ACCIONES REQUERIDAS:
1. Devuelve sin cambios el pasaje del fragmento sobre las víctimas del comunismo que se abre con las palabras que contienen "Frente a semejante" y se cierra con "solicitud de reparación.".
2. Enumera, por orden de aparición, todos los sustantivos terminados en «-ción» del fragmento sobre las víctimas del comunismo.

FRAGMENTO DEL DOCUMENTO:
Frente a semejante poder de intimidación y de ocultación, las mismas víctimas dudaban a la hora de manifestarse y eran incapaces de reintegrarse en una sociedad donde campaban a sus anchas sus delatores y verdugos. Vassili Grossman23 recuerda esta desesperanza. A diferencia de la tragedia judía —donde la comunidad judía internacional ha adquirido el compromiso de conmemorar el genocidio—, durante mucho tiempo ha resultado imposible para las víctimas del comunismo y para sus causahabientes mantener una memoria viva de la tragedia, al estar prohibidas cualquier conmemoración o solicitud de reparación.

LÍNEAS DE DATOS:

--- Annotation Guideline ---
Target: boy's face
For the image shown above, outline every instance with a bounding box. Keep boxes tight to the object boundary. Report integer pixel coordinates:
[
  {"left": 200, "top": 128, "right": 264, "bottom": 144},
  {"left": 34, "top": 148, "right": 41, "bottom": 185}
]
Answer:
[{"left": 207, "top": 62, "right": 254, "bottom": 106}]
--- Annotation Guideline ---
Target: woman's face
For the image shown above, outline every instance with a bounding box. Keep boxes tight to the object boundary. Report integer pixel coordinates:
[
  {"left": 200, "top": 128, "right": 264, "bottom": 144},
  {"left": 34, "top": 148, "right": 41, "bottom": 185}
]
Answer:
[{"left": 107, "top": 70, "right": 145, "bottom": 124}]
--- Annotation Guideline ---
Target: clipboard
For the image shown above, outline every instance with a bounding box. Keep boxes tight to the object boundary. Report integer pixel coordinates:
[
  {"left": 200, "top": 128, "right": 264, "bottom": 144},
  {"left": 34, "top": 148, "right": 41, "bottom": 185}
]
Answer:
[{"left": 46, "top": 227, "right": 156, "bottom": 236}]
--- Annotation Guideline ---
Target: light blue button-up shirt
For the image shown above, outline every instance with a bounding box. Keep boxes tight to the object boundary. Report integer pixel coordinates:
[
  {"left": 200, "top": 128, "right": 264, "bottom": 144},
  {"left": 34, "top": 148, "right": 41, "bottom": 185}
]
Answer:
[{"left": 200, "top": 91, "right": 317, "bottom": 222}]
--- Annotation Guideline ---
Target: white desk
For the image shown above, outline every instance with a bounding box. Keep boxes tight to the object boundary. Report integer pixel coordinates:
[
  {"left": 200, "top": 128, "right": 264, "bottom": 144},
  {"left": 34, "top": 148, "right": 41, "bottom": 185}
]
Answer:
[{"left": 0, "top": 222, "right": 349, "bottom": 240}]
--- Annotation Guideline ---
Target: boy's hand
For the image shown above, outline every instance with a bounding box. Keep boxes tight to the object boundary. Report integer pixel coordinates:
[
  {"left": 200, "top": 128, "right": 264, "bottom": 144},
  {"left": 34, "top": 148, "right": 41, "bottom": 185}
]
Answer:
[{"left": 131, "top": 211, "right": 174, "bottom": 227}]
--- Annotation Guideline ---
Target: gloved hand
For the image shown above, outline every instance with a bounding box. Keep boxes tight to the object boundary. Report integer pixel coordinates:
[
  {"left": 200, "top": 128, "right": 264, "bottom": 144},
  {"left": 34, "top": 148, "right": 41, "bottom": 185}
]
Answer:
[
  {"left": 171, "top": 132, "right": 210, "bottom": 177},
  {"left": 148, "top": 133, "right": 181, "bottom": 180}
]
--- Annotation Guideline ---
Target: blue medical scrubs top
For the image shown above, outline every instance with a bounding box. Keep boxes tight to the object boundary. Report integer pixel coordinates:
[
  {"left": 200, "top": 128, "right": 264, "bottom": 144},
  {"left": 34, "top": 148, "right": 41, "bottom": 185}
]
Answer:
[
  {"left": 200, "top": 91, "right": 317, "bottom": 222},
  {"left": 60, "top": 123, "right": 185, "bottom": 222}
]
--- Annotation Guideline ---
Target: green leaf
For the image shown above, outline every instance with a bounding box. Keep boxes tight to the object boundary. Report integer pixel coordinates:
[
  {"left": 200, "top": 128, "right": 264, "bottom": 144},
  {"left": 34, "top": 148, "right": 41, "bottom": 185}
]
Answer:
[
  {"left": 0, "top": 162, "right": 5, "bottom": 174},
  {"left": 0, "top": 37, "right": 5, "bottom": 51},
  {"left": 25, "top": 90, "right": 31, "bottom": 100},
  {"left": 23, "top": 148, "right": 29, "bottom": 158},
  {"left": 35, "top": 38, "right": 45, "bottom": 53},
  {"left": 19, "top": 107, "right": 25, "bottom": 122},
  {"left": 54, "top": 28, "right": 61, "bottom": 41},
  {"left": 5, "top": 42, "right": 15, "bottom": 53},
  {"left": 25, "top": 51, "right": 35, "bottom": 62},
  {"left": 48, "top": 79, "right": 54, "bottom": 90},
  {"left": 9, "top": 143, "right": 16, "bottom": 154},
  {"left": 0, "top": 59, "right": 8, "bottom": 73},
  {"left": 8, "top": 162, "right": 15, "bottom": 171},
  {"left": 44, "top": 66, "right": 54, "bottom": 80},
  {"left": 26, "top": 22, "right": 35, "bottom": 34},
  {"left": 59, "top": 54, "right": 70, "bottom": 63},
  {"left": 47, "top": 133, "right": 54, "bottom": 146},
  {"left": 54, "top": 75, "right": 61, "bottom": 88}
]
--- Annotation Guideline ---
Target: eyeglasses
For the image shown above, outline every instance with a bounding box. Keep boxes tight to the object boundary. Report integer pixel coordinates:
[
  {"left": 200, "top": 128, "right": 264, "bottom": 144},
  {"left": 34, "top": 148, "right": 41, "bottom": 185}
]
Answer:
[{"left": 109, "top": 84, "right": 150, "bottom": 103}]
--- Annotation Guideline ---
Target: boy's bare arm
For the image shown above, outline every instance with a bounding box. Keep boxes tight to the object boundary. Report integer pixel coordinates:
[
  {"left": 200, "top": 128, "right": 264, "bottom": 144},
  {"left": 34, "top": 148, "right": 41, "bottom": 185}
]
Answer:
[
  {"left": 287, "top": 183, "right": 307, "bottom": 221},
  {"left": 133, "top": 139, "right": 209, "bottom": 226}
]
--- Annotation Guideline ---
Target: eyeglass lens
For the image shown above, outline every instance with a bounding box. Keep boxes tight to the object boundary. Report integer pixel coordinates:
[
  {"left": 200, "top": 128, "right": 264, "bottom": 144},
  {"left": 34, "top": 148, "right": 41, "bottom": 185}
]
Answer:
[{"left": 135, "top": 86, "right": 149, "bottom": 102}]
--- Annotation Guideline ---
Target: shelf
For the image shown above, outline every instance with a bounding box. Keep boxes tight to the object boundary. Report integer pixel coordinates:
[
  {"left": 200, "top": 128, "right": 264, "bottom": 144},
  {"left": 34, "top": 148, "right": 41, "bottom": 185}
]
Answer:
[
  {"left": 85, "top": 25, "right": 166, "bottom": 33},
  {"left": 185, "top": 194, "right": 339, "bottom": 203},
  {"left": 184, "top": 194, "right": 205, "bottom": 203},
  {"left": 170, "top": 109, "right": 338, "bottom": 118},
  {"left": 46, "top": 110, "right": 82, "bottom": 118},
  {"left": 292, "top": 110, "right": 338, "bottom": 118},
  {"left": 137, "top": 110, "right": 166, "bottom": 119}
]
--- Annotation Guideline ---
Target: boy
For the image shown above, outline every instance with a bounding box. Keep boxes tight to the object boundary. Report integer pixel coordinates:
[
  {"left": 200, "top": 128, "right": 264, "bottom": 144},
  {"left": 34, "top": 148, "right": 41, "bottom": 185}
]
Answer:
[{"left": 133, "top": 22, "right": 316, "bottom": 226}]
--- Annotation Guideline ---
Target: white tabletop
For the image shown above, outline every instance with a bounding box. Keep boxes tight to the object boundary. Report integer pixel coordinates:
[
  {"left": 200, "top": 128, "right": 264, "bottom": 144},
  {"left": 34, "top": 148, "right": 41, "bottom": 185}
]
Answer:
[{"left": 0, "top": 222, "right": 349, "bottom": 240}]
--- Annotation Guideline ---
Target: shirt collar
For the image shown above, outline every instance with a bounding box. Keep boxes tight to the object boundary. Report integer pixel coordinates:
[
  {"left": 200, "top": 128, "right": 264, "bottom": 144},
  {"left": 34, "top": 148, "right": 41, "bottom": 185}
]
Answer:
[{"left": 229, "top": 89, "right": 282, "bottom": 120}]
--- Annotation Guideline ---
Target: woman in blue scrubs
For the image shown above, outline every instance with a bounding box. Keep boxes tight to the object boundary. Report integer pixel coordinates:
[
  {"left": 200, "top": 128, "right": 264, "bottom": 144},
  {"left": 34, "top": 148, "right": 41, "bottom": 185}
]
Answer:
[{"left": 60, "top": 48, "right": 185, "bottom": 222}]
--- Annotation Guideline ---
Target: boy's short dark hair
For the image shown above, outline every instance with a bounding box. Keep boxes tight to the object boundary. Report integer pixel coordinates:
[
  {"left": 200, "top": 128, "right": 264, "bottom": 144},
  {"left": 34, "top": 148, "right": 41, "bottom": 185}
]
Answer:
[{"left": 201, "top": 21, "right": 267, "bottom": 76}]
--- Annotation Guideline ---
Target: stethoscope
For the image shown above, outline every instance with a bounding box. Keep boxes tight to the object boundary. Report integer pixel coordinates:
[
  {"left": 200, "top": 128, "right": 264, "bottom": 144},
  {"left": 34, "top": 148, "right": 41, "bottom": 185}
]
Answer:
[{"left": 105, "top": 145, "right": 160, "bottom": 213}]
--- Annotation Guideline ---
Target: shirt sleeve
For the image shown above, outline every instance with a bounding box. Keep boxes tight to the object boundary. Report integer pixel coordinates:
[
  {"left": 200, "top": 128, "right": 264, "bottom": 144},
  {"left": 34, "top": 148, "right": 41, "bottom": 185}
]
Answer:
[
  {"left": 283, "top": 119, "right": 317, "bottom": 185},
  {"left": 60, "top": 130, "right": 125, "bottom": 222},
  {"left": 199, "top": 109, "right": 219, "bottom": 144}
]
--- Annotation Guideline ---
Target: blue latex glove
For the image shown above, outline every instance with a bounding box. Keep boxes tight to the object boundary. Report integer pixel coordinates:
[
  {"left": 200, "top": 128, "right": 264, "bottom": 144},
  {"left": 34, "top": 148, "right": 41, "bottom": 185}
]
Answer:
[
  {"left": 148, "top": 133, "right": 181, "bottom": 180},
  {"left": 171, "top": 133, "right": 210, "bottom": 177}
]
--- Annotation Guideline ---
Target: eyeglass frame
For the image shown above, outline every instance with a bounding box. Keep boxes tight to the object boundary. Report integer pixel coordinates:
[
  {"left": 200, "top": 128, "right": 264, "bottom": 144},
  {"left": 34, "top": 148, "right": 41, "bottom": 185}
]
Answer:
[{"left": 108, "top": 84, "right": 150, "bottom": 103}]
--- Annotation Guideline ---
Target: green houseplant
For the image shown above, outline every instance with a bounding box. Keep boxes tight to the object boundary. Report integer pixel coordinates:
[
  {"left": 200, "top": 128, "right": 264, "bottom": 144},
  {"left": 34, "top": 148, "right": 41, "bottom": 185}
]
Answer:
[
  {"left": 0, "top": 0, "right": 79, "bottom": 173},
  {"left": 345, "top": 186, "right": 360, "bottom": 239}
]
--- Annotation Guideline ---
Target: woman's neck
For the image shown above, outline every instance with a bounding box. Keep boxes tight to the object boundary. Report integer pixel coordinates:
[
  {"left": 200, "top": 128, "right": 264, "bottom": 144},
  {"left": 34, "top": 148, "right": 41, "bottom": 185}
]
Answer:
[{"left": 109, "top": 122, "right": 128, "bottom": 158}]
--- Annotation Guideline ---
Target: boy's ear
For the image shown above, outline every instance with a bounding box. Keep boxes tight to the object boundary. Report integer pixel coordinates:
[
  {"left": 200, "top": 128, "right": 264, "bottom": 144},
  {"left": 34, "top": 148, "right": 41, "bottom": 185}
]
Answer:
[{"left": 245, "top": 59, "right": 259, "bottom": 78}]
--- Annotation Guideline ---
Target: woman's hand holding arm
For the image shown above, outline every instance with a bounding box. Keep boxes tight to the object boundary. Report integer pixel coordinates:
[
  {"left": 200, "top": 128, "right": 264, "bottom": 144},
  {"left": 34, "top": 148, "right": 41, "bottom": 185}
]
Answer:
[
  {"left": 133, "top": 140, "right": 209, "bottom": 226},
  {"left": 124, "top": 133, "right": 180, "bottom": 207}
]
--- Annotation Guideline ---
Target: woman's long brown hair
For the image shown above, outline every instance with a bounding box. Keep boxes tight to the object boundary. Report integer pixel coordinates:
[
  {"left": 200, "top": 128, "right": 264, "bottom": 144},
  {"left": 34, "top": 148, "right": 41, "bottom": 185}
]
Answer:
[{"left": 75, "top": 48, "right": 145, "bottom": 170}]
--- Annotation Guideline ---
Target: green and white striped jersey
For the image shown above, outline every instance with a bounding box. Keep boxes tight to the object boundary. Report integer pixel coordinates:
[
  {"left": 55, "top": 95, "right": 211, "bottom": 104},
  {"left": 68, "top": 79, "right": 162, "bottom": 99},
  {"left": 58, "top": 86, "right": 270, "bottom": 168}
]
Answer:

RESPUESTAS CORRECTAS:
1.
Frente a semejante poder de intimidación y de ocultación, las mismas víctimas dudaban a la hora de manifestarse y eran incapaces de reintegrarse en una sociedad donde campaban a sus anchas sus delatores y verdugos. Vassili Grossman23 recuerda esta desesperanza. A diferencia de la tragedia judía —donde la comunidad judía internacional ha adquirido el compromiso de conmemorar el genocidio—, durante mucho tiempo ha resultado imposible para las víctimas del comunismo y para sus causahabientes mantener una memoria viva de la tragedia, al estar prohibidas cualquier conmemoración o solicitud de reparación.

2. intimidación, ocultación, conmemoración, reparación